[[ PROVIDED MATERIAL open ]]

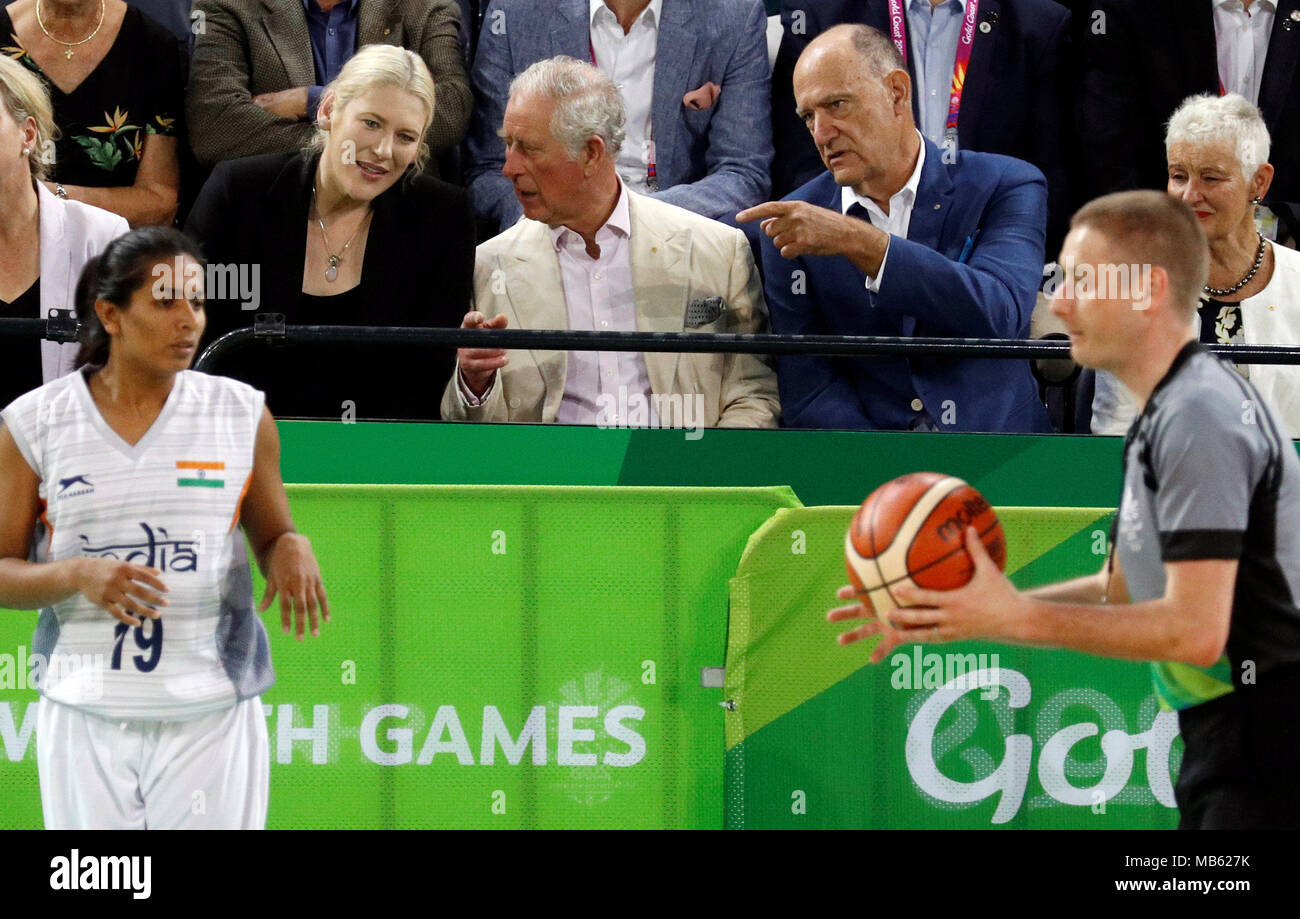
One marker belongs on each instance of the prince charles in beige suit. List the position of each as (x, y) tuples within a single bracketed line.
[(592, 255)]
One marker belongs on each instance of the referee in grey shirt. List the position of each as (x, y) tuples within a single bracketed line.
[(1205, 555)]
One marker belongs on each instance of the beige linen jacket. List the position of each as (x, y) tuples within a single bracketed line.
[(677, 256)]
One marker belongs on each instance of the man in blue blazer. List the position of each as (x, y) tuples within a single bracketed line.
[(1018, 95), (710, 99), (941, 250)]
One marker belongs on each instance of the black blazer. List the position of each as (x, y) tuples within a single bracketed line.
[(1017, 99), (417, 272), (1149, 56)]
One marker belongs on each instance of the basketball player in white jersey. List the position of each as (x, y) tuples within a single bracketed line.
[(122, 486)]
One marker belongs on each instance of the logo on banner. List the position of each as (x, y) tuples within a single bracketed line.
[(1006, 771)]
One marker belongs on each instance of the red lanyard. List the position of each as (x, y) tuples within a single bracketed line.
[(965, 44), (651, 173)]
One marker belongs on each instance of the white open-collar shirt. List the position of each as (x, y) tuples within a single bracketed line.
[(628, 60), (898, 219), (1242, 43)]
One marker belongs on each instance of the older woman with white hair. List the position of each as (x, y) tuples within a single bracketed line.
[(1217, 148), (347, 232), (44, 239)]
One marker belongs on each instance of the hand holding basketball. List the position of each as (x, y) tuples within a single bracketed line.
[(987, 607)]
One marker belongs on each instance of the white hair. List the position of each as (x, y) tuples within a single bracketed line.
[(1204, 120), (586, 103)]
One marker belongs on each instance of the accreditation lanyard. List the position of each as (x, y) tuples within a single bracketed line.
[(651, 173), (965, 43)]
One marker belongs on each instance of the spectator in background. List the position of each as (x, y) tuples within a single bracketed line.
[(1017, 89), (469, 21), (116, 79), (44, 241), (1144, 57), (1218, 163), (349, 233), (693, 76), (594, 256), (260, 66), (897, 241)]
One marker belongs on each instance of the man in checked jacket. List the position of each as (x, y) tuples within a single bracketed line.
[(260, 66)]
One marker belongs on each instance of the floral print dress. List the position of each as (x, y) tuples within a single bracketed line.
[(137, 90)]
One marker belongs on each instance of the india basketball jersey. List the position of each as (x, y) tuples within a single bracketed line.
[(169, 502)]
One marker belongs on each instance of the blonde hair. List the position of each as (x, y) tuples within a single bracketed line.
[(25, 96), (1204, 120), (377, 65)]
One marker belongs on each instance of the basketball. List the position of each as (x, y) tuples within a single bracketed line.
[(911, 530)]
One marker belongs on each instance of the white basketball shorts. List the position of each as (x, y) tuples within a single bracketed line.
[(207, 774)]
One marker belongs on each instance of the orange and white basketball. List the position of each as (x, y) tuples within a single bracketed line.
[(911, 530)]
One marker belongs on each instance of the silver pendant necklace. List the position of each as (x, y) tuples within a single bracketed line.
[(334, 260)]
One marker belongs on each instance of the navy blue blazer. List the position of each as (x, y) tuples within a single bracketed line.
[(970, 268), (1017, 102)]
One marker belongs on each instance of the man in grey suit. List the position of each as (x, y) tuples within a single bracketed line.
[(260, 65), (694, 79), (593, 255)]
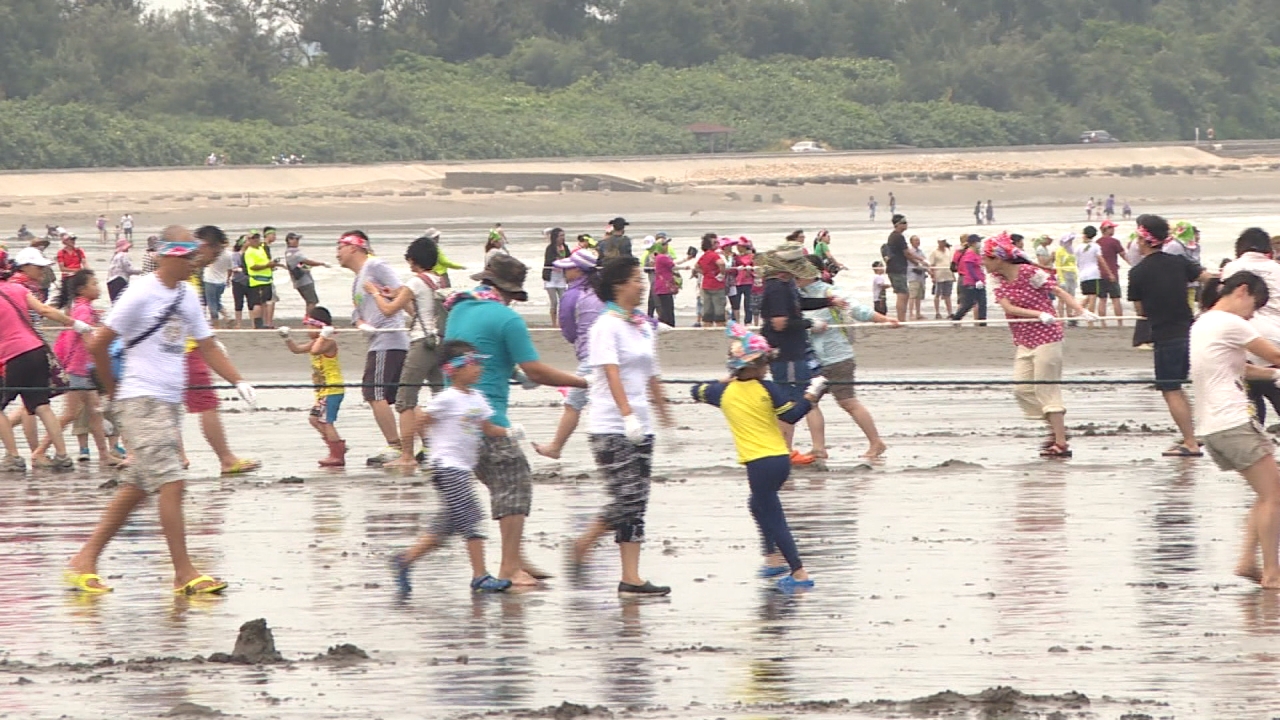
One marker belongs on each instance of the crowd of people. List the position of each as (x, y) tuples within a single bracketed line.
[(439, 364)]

[[ PROVIDED MATERIAL closed ]]

_PROBLEM TO WORK ON_.
Give the data again exactly as written, with no pictures included.

_TASK ANSWER_.
One marker belongs on each instance of the prince charles in beige suit. List the position of each as (x, y) tuples within a single bracketed line.
[(592, 255)]
One marker belongs on each instance of the referee in grey shirt. List the position of each as (x, y) tuples within a single bracketed line.
[(1205, 555)]
One marker belongs on each instance of the beige linen jacket. List the position of each as (x, y) tuples within a single bracketed line.
[(677, 256)]
One marker belongs on each instance of the man in blue blazer. List the position of each as (x, y) tuples within a single bracketed line.
[(1018, 95), (710, 99), (941, 250)]
One marker belongs on each instance of the black blazer. List the position of each as (x, y) tuples within a single bracketed line.
[(1017, 99), (417, 272), (1149, 56)]
One marker belongs on each instance of the basketball player in white jersey. List the position of each as (x, y) tuples within a single bracketed line.
[(122, 486)]
One marker belongs on each instance of the logo on banner. List the position of each as (x, y) tuples within a single bracketed line.
[(1006, 771)]
One marker belongs on each instance of the red lanyard. List the position of each as (x, y) tuples within a single bracketed line.
[(965, 44), (651, 173)]
One marker belongs on each instance of the white open-collar shirt. List the position of each as (x, y) tuples within a single bracketed line.
[(628, 60), (898, 219), (1242, 43)]
One marker belongs on each instance of the older woman with white hair. List the position of each as (x, y) tuples within a single bracketed line.
[(1217, 148), (347, 232), (44, 239)]
One marker belongs on each instance of the hand holding basketball. List the position of each as (x, y) tuples within a single bracketed line.
[(987, 607)]
One marker belongs on each instance of the white hair. List the position of each as (x, y) tuples within a single bracketed line.
[(1204, 120), (586, 103)]
One marker belongs on each instance of the accreditation lanyard. List the position of each as (x, y) tuples within a single bracketed line.
[(651, 173), (965, 43)]
One marker belongs on each instance of the spectator in background. List the position of each as (x, y) tuples within a single bracketed line.
[(1017, 89), (469, 21), (116, 79), (44, 241), (1144, 57), (1218, 163), (349, 233), (693, 76), (594, 256), (260, 66), (897, 241)]
One marker belongs on each instance of the man in checked jacket. List the position of each as (x, y) tuples within a single bracketed line.
[(260, 66)]
One marker belongs on each instance of the floral print dress. List the position of each as (x, y) tuples within a single bracketed line.
[(137, 90)]
One marker belongs on each instance of the india basketball jersey. List the position of each as (x, y) tuples within a single bracketed line.
[(169, 502)]
One marker belongs on each instance of the blonde hair. List the position of each as (x, y) tuples within a single bracketed line.
[(25, 96), (1204, 120), (377, 65)]
One marker belongs on each instance of the basketball. List the position of each as (x, y) tuples within a single bracketed line.
[(911, 530)]
One marker belongs on each instance of the white basketball shorts. List the position of each as (x, y) tuples within a single bracketed line.
[(207, 774)]
One marker belongs on each instance of the orange and white basketball. List the position of each as (x, y) tuples within a single bracketed line.
[(911, 530)]
One marker belongs on each instance of the silver pendant necklace. List the position of each as (x, y) tuples within a single bracketed line.
[(334, 260)]
One marker belongs on each instance of the navy blue blazer. List the position of each as (x, y) tuples within a single bracketed line.
[(970, 268), (1017, 102)]
One marker belongs on each instance of the man in grey suit. List the position of each as (x, y) tuples within a single bracketed line.
[(260, 65), (694, 79), (593, 255)]
One marker belongs on each instance of the crowd of people. List the position of each as (x, y) tuples within a single bracketed line.
[(439, 364)]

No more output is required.